- Stored rows:
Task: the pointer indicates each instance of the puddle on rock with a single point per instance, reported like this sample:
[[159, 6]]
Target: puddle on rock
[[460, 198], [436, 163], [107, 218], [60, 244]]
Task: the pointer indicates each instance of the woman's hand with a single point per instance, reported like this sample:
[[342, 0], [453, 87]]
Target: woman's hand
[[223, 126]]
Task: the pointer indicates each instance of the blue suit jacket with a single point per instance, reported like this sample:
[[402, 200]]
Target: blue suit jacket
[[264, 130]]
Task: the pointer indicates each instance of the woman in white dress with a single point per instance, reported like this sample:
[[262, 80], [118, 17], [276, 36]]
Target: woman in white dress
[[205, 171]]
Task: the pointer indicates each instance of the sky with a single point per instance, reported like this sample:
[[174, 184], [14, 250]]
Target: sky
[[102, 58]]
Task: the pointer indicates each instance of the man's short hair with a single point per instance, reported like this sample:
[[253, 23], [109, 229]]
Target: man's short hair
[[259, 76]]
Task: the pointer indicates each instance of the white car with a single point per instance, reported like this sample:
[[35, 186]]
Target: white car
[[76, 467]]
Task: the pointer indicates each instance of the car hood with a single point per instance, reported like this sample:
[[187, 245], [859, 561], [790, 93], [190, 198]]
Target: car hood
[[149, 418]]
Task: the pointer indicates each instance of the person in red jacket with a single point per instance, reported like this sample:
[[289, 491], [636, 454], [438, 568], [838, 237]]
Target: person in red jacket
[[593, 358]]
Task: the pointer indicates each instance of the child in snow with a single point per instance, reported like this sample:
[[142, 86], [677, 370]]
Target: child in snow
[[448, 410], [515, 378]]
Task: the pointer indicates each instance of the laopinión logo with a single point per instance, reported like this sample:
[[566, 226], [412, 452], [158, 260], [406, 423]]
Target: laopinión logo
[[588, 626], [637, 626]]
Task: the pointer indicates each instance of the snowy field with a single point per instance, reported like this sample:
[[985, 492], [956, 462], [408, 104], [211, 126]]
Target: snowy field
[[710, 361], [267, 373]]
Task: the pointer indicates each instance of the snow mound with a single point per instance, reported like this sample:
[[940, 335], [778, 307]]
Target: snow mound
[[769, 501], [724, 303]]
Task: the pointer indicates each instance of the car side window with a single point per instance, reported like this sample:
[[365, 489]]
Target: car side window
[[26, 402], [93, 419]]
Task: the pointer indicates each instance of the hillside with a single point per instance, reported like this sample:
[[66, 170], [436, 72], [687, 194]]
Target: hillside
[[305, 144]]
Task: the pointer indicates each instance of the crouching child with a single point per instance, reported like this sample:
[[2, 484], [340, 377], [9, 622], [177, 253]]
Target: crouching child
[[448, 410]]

- What the task requires:
Rewrite the stretch of rows from the one containing "Task: the pointer indicates each instance of the laopinión" through the end of the rows, including the requests. Multiply every point coordinate in the answers by 1.45 and round to whole numbers, with halves rounding up, but leave the numbers in the requests and their format samples unchanged.

- Exercise output:
Task: the pointer indicates each instance of the laopinión logo with a single point per instance, reported like this sample:
[[566, 226], [412, 452], [158, 260], [406, 423]]
Target: laopinión logo
[[853, 908], [924, 908]]
Task: the pointer indicates each instance of the snowy field with a single point per instance, reported like this sample:
[[985, 492], [956, 462], [408, 104], [211, 126]]
Target: snowy field
[[1030, 523], [387, 541]]
Task: the pointer indicates each instance of the snow mound with a single point per instance, reported like this sample:
[[940, 335], [778, 307]]
Target: snow mound
[[1115, 726], [1050, 439]]
Task: the pointer indicates each instance of the car side window with a single point per instance, reported like this sample:
[[365, 489]]
Target: car side window
[[38, 583], [135, 608]]
Task: the pointer indicates each instance of the hillside with a single point per instance, reported like this sample:
[[66, 170], [436, 72], [687, 194]]
Target: hillside
[[442, 209]]
Task: the pointer indicates each instance of the crouching child with a single point per instance, reported like this sample:
[[2, 484], [340, 377], [9, 622], [177, 253]]
Target: crouching child
[[650, 595]]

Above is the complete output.